Excerpted passage -
>>>>

There is a statue in the Salar Jung Museum in Hyderabad which
is a faithful mirror image of our Prime Minister’s rhetoric in Davos recently.
It is the amazing two-faced statue which has the cruel looking Mephistopheles
on one side and the beautiful visage of Margaretta on the other. The latter was
on display in Davos, the former is the one most Indians are familiar with back
home.
Mr. Modi touched all the right buttons in his speeches to the
uber wealthy and powerful in this alpine Gymkhana club: the imperative of
globalisation, concerted action on climate change, cross border trade, India’s
position as the fastest growing economy in the world, the solicitation for FDI,
the political stability that India offers to global investors, the bold tax
reforms. Following after President Xi’s act last year at Davos, it would have
been impressive but for the fact that certain other developments at the same
time made his words ring a bit hollow and less than credible. At the very least
they gave the definite impression that the Prime Minister was being selective
in his presentations, that he was perhaps masking a darker underside to his
narrative.
The balloon was punctured by two reports released the same week-
first by the WEF ( World Economic Forum)’s own Inclusive Development Index
exposing India as one of the world’s most unequal countries- it placed India at
62 out of 77 countries, below our “poor” neighbours Pakistan, Sri Lanka, Nepal
and Bangladesh. This shocking revelation
was further confirmed by another international agency- Oxfam reported that 73%
of the wealth generated in India last year was cornered by just 1% of its
population! This same 1% has appropriated all the additional income generated by economic growth between 1980 and 2014. This is the real and ugly underside of a ruthless pursuit of a pure capitalist driven GDP growth strategy and
economic reforms that ignore the ground realities. Policies that cater only to
the Sensex, billionaires and big industry but leave in their wake millions
unemployed, SMEs ruined and farmers devastated cannot be sustainable even in
the mid term. GDP in itself is being globally discredited as the sole indicator
of economic progress, and the “trickle down” theory does not work autonomously.
If there is no simultaneous investment in social welfare schemes( which has
been declining since this govt. came to power) GDP gains cannot be inclusive:
the Index of Inequality is as important as the Sensex.
A second area where Mr. Modi’s claims appeared less than
convincing was the Environment. The global EPI ( Environmental Performance Index)

<<<<

What you need to do -
• A. Answer these questions on the commentary about Modi's Davos speeches:
(i) In which museum is the two-faced statue kept?
(ii) Where did the WEF's Inclusive Development Index rank India?
(iii) According to Oxfam, what share of the wealth generated in India last year went to 1% of its population?
• B. Please continue the commentary on Modi's Davos speeches from the point where it stops.

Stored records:
>>>>

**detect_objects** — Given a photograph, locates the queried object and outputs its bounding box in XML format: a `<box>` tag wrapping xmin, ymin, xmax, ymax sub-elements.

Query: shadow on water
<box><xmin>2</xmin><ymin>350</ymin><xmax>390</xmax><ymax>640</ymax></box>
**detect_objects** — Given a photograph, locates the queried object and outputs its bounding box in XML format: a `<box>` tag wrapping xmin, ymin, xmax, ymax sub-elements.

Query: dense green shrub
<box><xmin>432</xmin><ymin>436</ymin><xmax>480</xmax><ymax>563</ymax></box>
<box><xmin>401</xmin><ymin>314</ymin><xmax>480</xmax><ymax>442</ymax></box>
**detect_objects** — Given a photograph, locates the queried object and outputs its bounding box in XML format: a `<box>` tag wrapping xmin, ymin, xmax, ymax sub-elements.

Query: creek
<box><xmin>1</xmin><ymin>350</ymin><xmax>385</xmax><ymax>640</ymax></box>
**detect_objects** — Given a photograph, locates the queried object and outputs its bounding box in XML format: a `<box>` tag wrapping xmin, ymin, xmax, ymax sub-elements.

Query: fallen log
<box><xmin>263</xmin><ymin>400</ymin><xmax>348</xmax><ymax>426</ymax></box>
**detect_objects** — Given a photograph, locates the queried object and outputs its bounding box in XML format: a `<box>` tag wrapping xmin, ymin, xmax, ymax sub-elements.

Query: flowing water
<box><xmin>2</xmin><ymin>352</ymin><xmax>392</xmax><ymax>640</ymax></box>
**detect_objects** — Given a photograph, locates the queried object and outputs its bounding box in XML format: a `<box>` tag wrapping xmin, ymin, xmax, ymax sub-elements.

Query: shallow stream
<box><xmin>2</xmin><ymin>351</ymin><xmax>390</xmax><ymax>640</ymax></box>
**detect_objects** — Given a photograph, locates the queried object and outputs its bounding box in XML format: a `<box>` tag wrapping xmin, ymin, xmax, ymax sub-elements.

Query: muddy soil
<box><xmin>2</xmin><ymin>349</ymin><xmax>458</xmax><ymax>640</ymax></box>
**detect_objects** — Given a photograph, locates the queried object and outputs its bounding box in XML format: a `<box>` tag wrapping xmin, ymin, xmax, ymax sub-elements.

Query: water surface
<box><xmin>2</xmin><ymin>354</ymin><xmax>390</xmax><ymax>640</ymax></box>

<<<<

Outputs by task -
• A.
(i) The Salar Jung Museum in Hyderabad
(ii) 62 out of 77 countries
(iii) 73%

• B.
released by the World Economic Forum on the 23rd January revealed
that India was the fourth worst country in terms of environmental performance,
ranked at 177 among 180 countries; even worse, we had slipped 36 places in the
last one year alone. This is not at all surprising given the govt’s track
record over the last three years: all environmental regulations have been
systematically demolished and the Ministry of Environment and Forests has
become the Ministry of “ Ease of Doing Business”, projects are being sanctioned
on a large scale in highly eco-sensitive zones such as national parks and Tiger
Reserves, highways such as the Char Dham one in Uttarakhand being rammed
through tens of thousands of trees, rivers are being linked without any EIA
studies ( 1.80 million trees will be felled for the Ken-Betwa linking project
alone), a huge chunk of the Western Ghats has been excluded from the ESZ
category to accommodate the building and mining lobby. The govt. suffers from
the twin illusions that (a) the climate change problem is limited only to
replacing fossil fuels with renewables, and (b) that technology alone can
provide all the solutions. It is wrong on both counts. As Mr. Al Gore pointed
out on a subsequent panel discussion at Davos, the fuel issue is only part of
the problem: the larger one is protecting our natural spaces and assets-
rivers, mountains, forests, deserts and the millions who depend on them for
livelihoods- from degradation, encroachment and ruthless exploitation. And this
requires political will, not technology. Mr. Modi’s govt. has to realise this
and reverse the dangerous course it has adopted in the interest of GDP growth,
as usual!
The third question which the delegates at Davos might have
pondered over, even while our Prime Minister was holding forth, was whether
India was a country governed by the rule of law or the rule of the mobs? The
question was inevitable, given the violence unleashed by the Rajput Karni Sena
and associated hooligans over the Padmavat screenings. It took the punch out of
the Prime Minister’s speech. The world would have particularly noticed that
governments belonging to Mr. Modi’s own ruling party in at least four states
defied the Supreme Court in going ahead with the ban in some form or the other,
sided with the Sena hoodlums, took no preventive steps to pre-empt violence and
were in fact complicit in their illegal and unconstitutional actions. India
certainly did not look like a very safe place in which to invest, the ability
of both central and state governments to enforce compliance with the law of the
land appeared questionable, even the Supreme Court’s effectiveness and
legitimacy came under a cloud. All reason enough for even a tourist to think
twice before coming to India, let alone someone with a few billion dollars to
invest. These developments would not have gone unnoticed at Davos.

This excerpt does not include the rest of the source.